- Task statement -
Reproduce every one of the entries below verbatim, changing nothing.

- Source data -
______

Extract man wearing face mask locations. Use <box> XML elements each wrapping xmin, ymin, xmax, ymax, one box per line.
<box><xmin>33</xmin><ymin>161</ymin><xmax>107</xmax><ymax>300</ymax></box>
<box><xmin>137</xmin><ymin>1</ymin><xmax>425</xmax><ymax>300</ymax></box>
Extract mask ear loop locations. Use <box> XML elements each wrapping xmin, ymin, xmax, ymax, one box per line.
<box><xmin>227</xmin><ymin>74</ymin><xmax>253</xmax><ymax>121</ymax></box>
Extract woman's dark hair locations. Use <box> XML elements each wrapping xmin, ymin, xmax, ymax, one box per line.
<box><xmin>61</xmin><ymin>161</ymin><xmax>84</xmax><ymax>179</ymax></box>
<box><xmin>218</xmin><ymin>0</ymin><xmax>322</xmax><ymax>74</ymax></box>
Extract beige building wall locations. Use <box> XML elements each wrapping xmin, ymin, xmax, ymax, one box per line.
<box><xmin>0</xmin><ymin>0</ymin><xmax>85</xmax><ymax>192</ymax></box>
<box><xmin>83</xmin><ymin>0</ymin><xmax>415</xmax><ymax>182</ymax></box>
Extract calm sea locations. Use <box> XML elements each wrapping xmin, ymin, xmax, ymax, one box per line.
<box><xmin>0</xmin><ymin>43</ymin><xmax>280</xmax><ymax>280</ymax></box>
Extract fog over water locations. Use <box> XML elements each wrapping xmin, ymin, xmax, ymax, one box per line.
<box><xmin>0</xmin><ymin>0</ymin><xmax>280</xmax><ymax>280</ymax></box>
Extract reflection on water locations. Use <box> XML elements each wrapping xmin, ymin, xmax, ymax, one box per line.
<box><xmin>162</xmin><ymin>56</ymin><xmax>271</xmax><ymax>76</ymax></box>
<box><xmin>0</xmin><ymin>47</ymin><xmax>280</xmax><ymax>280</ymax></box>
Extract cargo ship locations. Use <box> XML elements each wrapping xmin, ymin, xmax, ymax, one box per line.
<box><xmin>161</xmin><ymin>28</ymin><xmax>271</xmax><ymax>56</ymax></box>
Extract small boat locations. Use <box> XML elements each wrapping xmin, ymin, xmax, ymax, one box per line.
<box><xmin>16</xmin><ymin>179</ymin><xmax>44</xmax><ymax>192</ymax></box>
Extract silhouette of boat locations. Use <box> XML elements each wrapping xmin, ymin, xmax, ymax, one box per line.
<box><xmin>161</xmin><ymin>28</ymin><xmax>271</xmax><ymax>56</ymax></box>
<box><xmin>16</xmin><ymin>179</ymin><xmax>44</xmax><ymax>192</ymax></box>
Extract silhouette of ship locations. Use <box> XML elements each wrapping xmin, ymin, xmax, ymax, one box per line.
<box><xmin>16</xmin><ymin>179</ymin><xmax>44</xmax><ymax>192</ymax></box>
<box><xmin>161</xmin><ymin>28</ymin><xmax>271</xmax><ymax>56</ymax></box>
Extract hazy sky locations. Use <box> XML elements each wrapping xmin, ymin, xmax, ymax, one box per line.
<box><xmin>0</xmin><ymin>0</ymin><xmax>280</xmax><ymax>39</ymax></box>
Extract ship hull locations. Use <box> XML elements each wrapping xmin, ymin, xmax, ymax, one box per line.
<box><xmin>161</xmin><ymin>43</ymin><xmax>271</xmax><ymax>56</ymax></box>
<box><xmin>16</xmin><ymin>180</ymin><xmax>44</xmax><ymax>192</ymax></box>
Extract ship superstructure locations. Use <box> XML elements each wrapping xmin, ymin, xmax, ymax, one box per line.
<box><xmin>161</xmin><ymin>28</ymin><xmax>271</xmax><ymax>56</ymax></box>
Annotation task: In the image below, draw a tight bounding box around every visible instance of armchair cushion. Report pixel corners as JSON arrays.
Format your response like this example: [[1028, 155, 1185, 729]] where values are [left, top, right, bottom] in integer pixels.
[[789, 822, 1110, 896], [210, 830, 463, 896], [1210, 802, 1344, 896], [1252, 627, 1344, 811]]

______

- Output below -
Extract man wearing face mask locations. Use <box> XML elements each wrapping xmin, ymin, xmax, ymax, one box per line.
<box><xmin>33</xmin><ymin>161</ymin><xmax>107</xmax><ymax>300</ymax></box>
<box><xmin>137</xmin><ymin>1</ymin><xmax>425</xmax><ymax>300</ymax></box>
Extract mask ear loop locations. Use <box> XML elements each wrapping xmin, ymin, xmax, ymax, one box per line.
<box><xmin>227</xmin><ymin>74</ymin><xmax>253</xmax><ymax>121</ymax></box>
Extract woman's dark hair locations. Use <box> XML elements each wrapping xmin, ymin, xmax, ymax, one box per line.
<box><xmin>61</xmin><ymin>161</ymin><xmax>84</xmax><ymax>179</ymax></box>
<box><xmin>218</xmin><ymin>0</ymin><xmax>322</xmax><ymax>74</ymax></box>
Extract beige building wall locations. Use <box> XML elements each wrapping xmin, ymin, xmax, ymax, one box per line.
<box><xmin>0</xmin><ymin>0</ymin><xmax>85</xmax><ymax>192</ymax></box>
<box><xmin>83</xmin><ymin>0</ymin><xmax>415</xmax><ymax>182</ymax></box>
Extract calm sea locations. Use <box> XML elements each wrapping xmin, ymin, xmax, ymax, one box per line.
<box><xmin>0</xmin><ymin>43</ymin><xmax>280</xmax><ymax>280</ymax></box>
Extract fog over water locations. Use <box> XML elements each wrapping xmin, ymin, xmax, ymax, one box per line.
<box><xmin>0</xmin><ymin>0</ymin><xmax>280</xmax><ymax>280</ymax></box>
Extract reflection on water locations. Use <box> XML elements each wrapping xmin, ymin, xmax, ymax, one box per line.
<box><xmin>162</xmin><ymin>56</ymin><xmax>271</xmax><ymax>76</ymax></box>
<box><xmin>0</xmin><ymin>47</ymin><xmax>280</xmax><ymax>280</ymax></box>
Extract cargo ship locations. Use <box> XML elements each wrapping xmin, ymin, xmax, ymax, one box per line.
<box><xmin>161</xmin><ymin>28</ymin><xmax>271</xmax><ymax>56</ymax></box>
Extract small boat locations. Use <box> XML elements each wrapping xmin, ymin, xmax, ymax, one box per line.
<box><xmin>16</xmin><ymin>179</ymin><xmax>44</xmax><ymax>192</ymax></box>
Extract silhouette of boat locations. Use <box> XML elements each wrapping xmin, ymin, xmax, ymax, one box per line.
<box><xmin>161</xmin><ymin>28</ymin><xmax>271</xmax><ymax>56</ymax></box>
<box><xmin>16</xmin><ymin>179</ymin><xmax>44</xmax><ymax>192</ymax></box>
Extract silhouette of ship locations. Use <box> XML elements each wrapping xmin, ymin, xmax, ymax, one box per line.
<box><xmin>16</xmin><ymin>179</ymin><xmax>44</xmax><ymax>192</ymax></box>
<box><xmin>161</xmin><ymin>28</ymin><xmax>271</xmax><ymax>56</ymax></box>
Extract hazy sky locations. Use <box> XML elements each wrapping xmin, ymin, xmax, ymax, one box per line.
<box><xmin>0</xmin><ymin>0</ymin><xmax>280</xmax><ymax>39</ymax></box>
Extract ship hull locations. Use <box> XML elements each wrapping xmin, ymin, xmax, ymax, one box per line.
<box><xmin>161</xmin><ymin>43</ymin><xmax>271</xmax><ymax>56</ymax></box>
<box><xmin>16</xmin><ymin>180</ymin><xmax>44</xmax><ymax>192</ymax></box>
Extract ship superstructure locations. Use <box> XML elements each wrapping xmin, ymin, xmax, ymax, one box per line.
<box><xmin>161</xmin><ymin>28</ymin><xmax>271</xmax><ymax>56</ymax></box>
Annotation task: In the image below, draw a tight bounding box around every visible instance of armchair cushion. Report pixel corners as JSON arrays.
Format your response like this example: [[1028, 155, 1185, 729]] where values are [left, top, right, bottom] in integer pixels.
[[789, 822, 1110, 896], [210, 830, 463, 896], [1210, 802, 1344, 896], [1252, 627, 1344, 811]]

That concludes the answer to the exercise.